> [GIVEN INSTRUCTION]
Format every line of the data below as a numbered list, leaving out blank lines.
.....
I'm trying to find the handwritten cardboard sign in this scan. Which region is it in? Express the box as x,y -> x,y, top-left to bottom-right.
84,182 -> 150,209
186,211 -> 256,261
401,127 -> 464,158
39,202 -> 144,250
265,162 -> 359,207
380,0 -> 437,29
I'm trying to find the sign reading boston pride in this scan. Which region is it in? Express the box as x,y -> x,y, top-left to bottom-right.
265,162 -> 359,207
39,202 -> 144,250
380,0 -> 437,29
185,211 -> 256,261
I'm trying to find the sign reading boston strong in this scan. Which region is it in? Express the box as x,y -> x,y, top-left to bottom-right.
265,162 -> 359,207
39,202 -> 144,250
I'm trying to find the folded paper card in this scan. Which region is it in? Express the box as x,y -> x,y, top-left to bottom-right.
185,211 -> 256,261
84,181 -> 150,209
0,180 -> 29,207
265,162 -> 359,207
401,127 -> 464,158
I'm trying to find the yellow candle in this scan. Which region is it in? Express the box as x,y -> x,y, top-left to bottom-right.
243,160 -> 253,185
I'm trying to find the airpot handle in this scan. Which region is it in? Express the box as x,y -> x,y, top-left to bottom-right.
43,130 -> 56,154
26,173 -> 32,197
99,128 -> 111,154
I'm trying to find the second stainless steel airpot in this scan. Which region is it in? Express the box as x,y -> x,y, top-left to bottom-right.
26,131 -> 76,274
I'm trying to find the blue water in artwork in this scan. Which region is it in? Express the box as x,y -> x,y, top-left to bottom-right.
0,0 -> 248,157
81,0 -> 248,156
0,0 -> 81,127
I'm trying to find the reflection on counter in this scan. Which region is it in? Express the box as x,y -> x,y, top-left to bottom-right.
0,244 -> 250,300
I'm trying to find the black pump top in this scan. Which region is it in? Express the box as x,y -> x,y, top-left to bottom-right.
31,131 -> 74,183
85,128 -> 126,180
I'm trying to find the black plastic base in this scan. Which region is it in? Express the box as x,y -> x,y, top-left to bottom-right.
.....
> [ANSWER TO THE EXERCISE]
1. I'm trying to find the handwritten cardboard sign in this scan. Which region is it in? Express the box as x,y -> x,y, top-left to bottom-right.
2. 84,182 -> 150,209
3. 186,211 -> 256,261
4. 401,127 -> 464,158
5. 39,202 -> 144,250
6. 265,162 -> 359,207
7. 380,0 -> 437,29
8. I'm trying to find the sign reading boston pride in this scan. Which region is it in? Express the box as x,y -> x,y, top-left to bottom-right.
9. 265,162 -> 359,207
10. 39,202 -> 144,250
11. 380,0 -> 437,29
12. 185,211 -> 256,261
13. I'm trying to find the sign reading boston strong in this scan. Which region is it in? Express the box as x,y -> x,y, top-left to bottom-right.
14. 265,162 -> 359,207
15. 39,202 -> 144,250
16. I'm trying to find the folded paper card in this scan. Which region is it in? Express the box as x,y -> x,y, top-left to bottom-right.
17. 185,211 -> 256,261
18. 84,181 -> 150,209
19. 0,180 -> 29,207
20. 265,162 -> 359,207
21. 401,127 -> 464,158
22. I'm trying to find the yellow candle in this scan. Which region is it in? Express the box as x,y -> x,y, top-left to bottom-right.
23. 243,160 -> 253,185
24. I'm trying to find the airpot handle in this scan. Which region is it in? Express the box as x,y -> x,y, top-left to bottom-right.
25. 43,130 -> 56,154
26. 26,173 -> 32,197
27. 99,128 -> 111,154
28. I'm trying to find the second stainless steel airpot in this scan. Which region is it in? Express the box as x,y -> x,y, top-left to bottom-right.
29. 26,131 -> 76,274
30. I'm trying to find the blue water in artwork in this scan. Which region is it in? Express the box as x,y -> x,y, top-left to bottom-right.
31. 0,0 -> 248,157
32. 81,0 -> 248,156
33. 0,0 -> 81,127
34. I'm trying to find the reflection on counter in this scan. Which region is it in? Express the box as x,y -> x,y, top-left to bottom-right.
35. 0,244 -> 250,300
36. I'm trying to find the black pump top in this scan. Which region is it in? Express the box as x,y -> x,y, top-left to bottom-right.
37. 31,131 -> 74,183
38. 85,128 -> 126,180
39. I'm trying to find the black plastic base in this scan. Which region is it in? Express the box as x,y -> x,y, top-left to bottom-right.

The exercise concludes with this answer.